-- START OF Dataset rows --

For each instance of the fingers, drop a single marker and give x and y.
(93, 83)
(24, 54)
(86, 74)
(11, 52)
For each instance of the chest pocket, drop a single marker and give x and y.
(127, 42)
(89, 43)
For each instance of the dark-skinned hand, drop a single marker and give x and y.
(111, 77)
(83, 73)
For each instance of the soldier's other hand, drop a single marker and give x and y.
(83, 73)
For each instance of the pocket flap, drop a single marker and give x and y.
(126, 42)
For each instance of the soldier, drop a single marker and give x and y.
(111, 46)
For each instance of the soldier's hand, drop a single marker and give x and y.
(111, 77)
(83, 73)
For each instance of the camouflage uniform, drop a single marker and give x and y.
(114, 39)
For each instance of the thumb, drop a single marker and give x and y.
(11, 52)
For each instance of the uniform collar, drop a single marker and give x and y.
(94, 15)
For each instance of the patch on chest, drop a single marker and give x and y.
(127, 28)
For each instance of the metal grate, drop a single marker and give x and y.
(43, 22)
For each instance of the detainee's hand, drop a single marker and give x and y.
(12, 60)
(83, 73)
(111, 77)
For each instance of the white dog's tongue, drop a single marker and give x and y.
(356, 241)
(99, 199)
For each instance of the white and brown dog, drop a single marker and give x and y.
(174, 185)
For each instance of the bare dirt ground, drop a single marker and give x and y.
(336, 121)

-- END OF Dataset rows --

● Task objective:
Rewrite the items from the line with "For each instance of the metal" through the last item, inclusive, with "drop a single marker" changed to "place one point" and nothing else altered. Give only those lines.

● Solution to the problem:
For each instance of the metal grate, place one point and give x and y.
(43, 22)
For each instance of the detainee's hand, place one point and give x and y.
(12, 60)
(83, 73)
(111, 77)
For each instance of the white dog's tongue, place one point and give x and y.
(356, 241)
(99, 199)
For each instance of the white and brown dog, place one point and give x and y.
(174, 185)
For each instance of the bare dirt ground, place one point and give x and y.
(336, 121)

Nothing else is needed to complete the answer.